# INSTRUCTIONS TO FOLLOW
Pull every line holding the word "child" out of the data and copy it.

● ● ● ●

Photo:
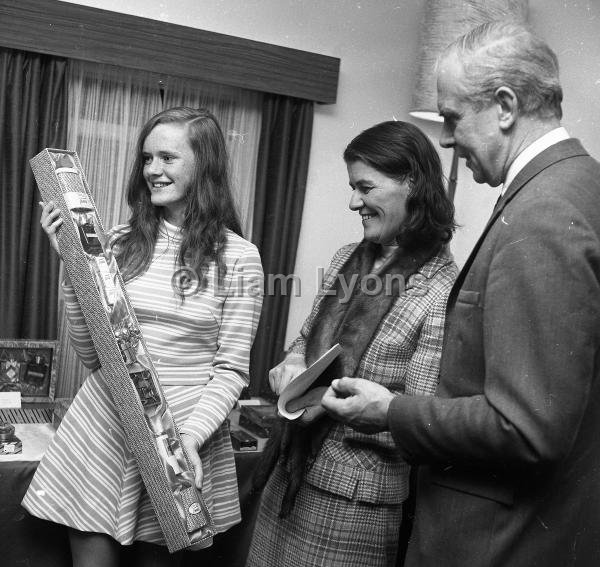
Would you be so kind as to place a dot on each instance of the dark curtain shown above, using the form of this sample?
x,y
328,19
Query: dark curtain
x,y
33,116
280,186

● ● ● ●

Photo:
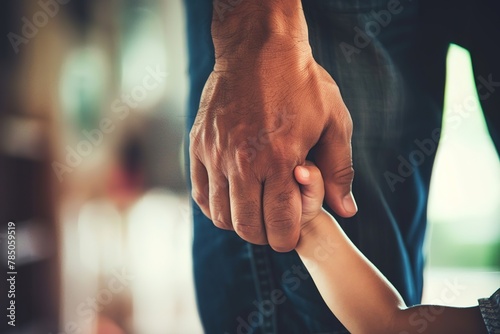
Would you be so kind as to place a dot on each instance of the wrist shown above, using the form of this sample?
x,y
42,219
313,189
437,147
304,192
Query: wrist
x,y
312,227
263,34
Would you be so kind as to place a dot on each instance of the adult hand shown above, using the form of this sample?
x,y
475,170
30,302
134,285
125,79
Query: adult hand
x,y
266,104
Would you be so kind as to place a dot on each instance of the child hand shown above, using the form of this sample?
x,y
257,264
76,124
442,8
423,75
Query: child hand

● ● ● ●

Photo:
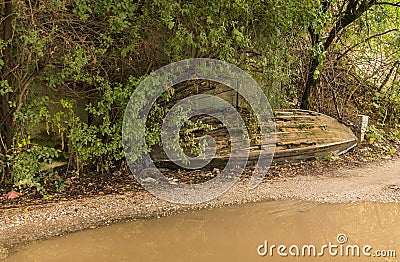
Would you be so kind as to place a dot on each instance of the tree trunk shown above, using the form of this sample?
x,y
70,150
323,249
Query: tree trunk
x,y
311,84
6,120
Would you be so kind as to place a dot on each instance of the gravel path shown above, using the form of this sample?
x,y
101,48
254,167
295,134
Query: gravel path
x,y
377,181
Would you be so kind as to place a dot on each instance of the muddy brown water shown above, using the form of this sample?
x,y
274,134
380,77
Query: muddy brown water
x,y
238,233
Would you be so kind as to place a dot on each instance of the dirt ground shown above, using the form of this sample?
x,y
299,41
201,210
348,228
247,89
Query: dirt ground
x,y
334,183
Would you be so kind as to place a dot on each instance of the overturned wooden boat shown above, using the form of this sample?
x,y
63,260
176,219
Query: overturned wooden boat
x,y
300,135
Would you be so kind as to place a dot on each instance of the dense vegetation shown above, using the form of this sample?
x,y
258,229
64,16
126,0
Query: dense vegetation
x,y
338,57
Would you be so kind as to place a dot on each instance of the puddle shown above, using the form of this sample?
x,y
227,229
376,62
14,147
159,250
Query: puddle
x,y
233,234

● ● ● ●

# RESULT OF THE EXERCISE
Would you be so kind as to place a dot on each instance of the child hand shown above, using the form of this sample?
Query: child hand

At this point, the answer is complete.